REQUEST:
Render the material below as a numbered list, omitting any blank lines.

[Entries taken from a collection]
______

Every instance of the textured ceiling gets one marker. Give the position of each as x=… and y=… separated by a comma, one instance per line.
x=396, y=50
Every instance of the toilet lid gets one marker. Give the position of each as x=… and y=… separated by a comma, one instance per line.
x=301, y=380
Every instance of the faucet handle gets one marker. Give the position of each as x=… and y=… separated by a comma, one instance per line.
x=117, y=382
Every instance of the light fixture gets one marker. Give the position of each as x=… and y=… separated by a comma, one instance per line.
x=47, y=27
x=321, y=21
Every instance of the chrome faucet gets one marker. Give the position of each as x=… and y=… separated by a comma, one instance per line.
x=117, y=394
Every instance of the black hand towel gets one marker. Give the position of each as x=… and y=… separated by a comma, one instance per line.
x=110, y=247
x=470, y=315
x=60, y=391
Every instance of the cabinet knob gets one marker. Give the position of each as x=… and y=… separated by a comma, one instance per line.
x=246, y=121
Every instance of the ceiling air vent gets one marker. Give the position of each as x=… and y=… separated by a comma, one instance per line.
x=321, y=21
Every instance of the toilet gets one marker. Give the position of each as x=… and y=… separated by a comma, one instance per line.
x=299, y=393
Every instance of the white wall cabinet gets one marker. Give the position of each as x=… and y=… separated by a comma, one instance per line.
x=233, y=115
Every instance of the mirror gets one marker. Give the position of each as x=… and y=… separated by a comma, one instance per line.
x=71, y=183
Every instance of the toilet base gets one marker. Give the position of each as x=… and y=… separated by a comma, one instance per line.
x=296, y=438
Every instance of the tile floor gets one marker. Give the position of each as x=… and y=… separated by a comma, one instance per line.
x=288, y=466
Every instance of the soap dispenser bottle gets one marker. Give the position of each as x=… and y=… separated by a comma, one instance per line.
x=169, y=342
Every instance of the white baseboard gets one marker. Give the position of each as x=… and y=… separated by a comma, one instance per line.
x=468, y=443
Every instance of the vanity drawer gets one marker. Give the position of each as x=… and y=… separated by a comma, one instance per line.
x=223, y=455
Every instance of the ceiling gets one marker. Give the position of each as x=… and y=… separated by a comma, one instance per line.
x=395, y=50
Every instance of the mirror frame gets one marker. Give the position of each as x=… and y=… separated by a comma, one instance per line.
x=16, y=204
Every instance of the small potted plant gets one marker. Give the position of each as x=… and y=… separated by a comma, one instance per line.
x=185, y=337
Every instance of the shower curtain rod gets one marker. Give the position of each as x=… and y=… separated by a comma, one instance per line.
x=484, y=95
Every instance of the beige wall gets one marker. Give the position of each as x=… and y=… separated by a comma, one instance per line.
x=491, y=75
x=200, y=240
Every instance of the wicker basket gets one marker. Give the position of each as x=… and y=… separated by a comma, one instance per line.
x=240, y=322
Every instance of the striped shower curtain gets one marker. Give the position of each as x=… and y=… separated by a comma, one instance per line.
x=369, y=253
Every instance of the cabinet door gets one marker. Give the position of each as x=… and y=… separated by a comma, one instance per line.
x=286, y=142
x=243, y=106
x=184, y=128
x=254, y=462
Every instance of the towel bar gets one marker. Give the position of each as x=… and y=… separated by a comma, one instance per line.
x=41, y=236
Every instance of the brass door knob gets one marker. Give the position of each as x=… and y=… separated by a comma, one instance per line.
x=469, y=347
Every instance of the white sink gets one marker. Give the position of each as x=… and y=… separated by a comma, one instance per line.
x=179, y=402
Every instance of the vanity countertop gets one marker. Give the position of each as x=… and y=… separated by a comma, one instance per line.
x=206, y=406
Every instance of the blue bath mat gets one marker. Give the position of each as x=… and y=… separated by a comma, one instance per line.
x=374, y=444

______

RESULT OF THE TASK:
1. Every instance of the textured ceiling gets one marker. Give the position of each as x=… and y=… separated by a comma, one instance per line.
2. x=396, y=50
3. Every instance of the toilet lid gets one marker. Give the position of each as x=… and y=… separated by a comma, one instance per line.
4. x=301, y=380
5. Every instance of the faucet handle gets one marker. Give the position of each as x=… and y=… separated by a comma, one instance per line.
6. x=117, y=382
7. Every instance of the light fixture gets one marker. Give the position of each as x=… and y=… separated by a comma, one instance per line.
8. x=47, y=27
9. x=321, y=21
10. Every instance of the chrome faucet gets one marker. Give the position of each as x=… and y=… separated by a comma, one instance per line.
11. x=117, y=394
12. Every instance of the black hand towel gets one marker. Give the position of each as x=… and y=… separated by a comma, one instance per line.
13. x=110, y=247
14. x=470, y=315
15. x=60, y=391
16. Every instance of the cabinet knob gets one marker. Give the position of each as x=… and y=… separated by a comma, one instance per line.
17. x=246, y=121
18. Every instance of the ceiling air vent gets one marker. Give the position of each as x=… and y=… separated by a comma, one instance per line.
19. x=321, y=21
20. Every instance of the toilet gets one marker. Give the position of each as x=… and y=… separated by a comma, one instance per line.
21. x=299, y=393
22. Every instance of the white wall cabinet gets one marker. Give the position of each as x=… and y=… separated by a comma, one instance per line.
23. x=233, y=115
24. Every instance of the mirror gets one marker. Give the position of each as x=… and y=… separated by a comma, one instance per line.
25. x=71, y=183
26. Every instance of the toilet base gets one marker. Give the position of each as x=… and y=… separated by a comma, one instance per line.
27. x=296, y=438
28. Every instance of the tile floor gets one marker. Give the position of each as x=… and y=… separated by a comma, one instance per line.
29. x=288, y=466
30. Every instance of the soap dispenser bottle gets one marker. Give the position of each as x=… and y=… separated by a comma, one instance per line.
31. x=169, y=342
32. Every instance of the white baseboard gets one marker. Give the position of each as x=… and y=… separated by a comma, one instance per line.
33. x=468, y=443
34. Every instance of the vanity drawer gets one marker. Give the position of each as x=… and y=… separated by a comma, one instance per line.
35. x=223, y=455
36. Every instance of the ceiling gets one marker. Give the position of each as x=… and y=… separated by a comma, one instance per line.
37. x=395, y=50
38. Every instance of the mirror frame gets one marker. Give the position of each as x=… and y=… separated by a comma, one instance per line.
39. x=16, y=204
40. Every instance of the small potted plant gets one marker. Give the position of each as x=… and y=… separated by a comma, one instance per line.
41. x=185, y=337
42. Every instance of the shower curtain rod gets one marker. Give the position of each as x=… and y=… separated by a comma, one instance per line.
43. x=484, y=95
44. Every instance of the beige wall gets one marker. Give the position of each as x=… and y=… separated by a comma, one instance per line.
45. x=491, y=75
46. x=200, y=240
47. Every instance of the wicker basket gets one marker. Give the position of each as x=… and y=… separated by a comma, one instance per line.
48. x=240, y=322
49. Every instance of the striped shower curtain gets one marker. Give the position of each as x=… and y=… separated by a comma, one instance per line.
50. x=369, y=253
51. Every instance of the cabinet door gets one marker. Give the position of each as x=… and y=… separated by a comma, one instance per line.
52. x=286, y=142
53. x=243, y=106
54. x=184, y=128
55. x=254, y=462
56. Every instance of the towel bar gets one marker. Give the position of each as x=… and y=… separated by a comma, one instance per line.
57. x=41, y=236
58. Every instance of the brass door knob gets one marker. Give the position of each as x=… and y=… separated by a comma, one instance per line.
59. x=469, y=347
60. Every instance of the white sink gets one marker. Give the position of each as x=… and y=… separated by a comma, one instance per line.
61. x=179, y=402
62. Every instance of the vanity countertop gets one marker. Give the position of each as x=… and y=… separated by a comma, one instance per line.
63. x=206, y=406
64. Every instance of the blue bath mat gets one marker. Give the position of each as x=… and y=… separated by a comma, one instance per line.
65. x=374, y=444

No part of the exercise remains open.